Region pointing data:
☆ ☆ ☆ ☆ ☆

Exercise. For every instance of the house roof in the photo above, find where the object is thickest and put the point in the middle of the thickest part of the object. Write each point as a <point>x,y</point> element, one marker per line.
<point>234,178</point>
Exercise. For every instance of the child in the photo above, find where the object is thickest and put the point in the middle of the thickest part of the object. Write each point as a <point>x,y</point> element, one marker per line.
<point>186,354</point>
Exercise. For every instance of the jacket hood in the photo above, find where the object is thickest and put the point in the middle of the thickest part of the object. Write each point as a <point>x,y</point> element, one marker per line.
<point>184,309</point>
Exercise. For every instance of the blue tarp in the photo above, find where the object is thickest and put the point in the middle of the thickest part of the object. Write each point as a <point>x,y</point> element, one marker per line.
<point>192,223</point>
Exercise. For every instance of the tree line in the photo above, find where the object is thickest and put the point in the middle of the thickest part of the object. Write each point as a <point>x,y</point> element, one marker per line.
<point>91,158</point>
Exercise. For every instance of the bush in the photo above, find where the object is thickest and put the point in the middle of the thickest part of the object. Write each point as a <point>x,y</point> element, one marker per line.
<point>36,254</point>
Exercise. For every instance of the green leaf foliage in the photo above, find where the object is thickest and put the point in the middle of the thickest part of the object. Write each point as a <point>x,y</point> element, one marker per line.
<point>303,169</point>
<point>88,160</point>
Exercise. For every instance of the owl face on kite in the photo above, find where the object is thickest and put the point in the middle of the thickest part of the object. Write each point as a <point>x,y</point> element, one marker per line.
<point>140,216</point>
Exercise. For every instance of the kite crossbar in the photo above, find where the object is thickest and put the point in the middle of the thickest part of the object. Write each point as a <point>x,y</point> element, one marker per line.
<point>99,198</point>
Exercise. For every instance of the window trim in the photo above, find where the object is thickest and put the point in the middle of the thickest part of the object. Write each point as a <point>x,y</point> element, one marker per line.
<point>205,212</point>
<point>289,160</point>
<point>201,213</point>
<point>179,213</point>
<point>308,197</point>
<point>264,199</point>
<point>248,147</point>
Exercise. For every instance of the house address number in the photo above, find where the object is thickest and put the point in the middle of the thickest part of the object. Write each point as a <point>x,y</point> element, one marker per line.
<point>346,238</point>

☆ ☆ ☆ ☆ ☆

Retype the data in full and match it exactly.

Exercise. For every instance of the house roof in the photo above, find where the object is thickest and put the point in the middle of the thickest part of the object. Write each point as a <point>x,y</point> element, one marker per line.
<point>234,178</point>
Exercise. For every instance of the child in the photo above, find where the object is thickest and put the point in the middle of the thickest part of the object. Write each point as a <point>x,y</point> element, one marker per line.
<point>186,354</point>
Exercise. For every instance of the jacket hood in the photo above, find where the object is thickest and put the point in the middle of the thickest part of the object. Write each point as a <point>x,y</point> element, one marker per line.
<point>184,309</point>
Exercise. For every instance of the blue tarp in the photo above, find where the object is thickest and put the point in the middle of the thickest part of the object. Write each point as a <point>x,y</point> element, one marker per line.
<point>192,223</point>
Exercise. For every instance of the tree line in the photo above, find where the object is thickest and put the point in the middle of the thickest part of the object. Write each point as a <point>x,y</point> element, one marker per line.
<point>91,158</point>
Exercise. For every instance of the bush in the photo above, find where the object is thickest and put the point in the middle of the thickest part of the object. Write each point as a <point>x,y</point> element, one marker per line.
<point>36,254</point>
Exercise. For every instance of the green leaf foliage in the photo above, find where the object is thickest and put the point in the middle of the thickest part of the object. Write each point as a <point>x,y</point> element, one marker per line.
<point>303,169</point>
<point>88,160</point>
Exercise. For every instance of the owl face on kite in the photo above, find where the object is thickest and put the point in the middle of the thickest part of the object. Write each point as a <point>x,y</point> element, one marker per line.
<point>140,216</point>
Exercise. For every instance of the kite crossbar in the photo above, find where the object is thickest and put the point in the middle of the thickest part of the object. Write each point as a <point>x,y</point> element, one marker per line.
<point>99,198</point>
Exercise. For every instance of the window trim in the photo above, find where the object is thickest and put the point in the middle of the thickest part of the object. Write each point as a <point>x,y</point> element, one marker per line.
<point>205,212</point>
<point>289,160</point>
<point>201,213</point>
<point>179,213</point>
<point>308,197</point>
<point>264,199</point>
<point>248,147</point>
Exercise. For every instance of the house address number in the photo above, find where the object is thickest and put the point in the middle of the thickest part of the object. Write each point as a <point>x,y</point> element, one marker per line.
<point>346,238</point>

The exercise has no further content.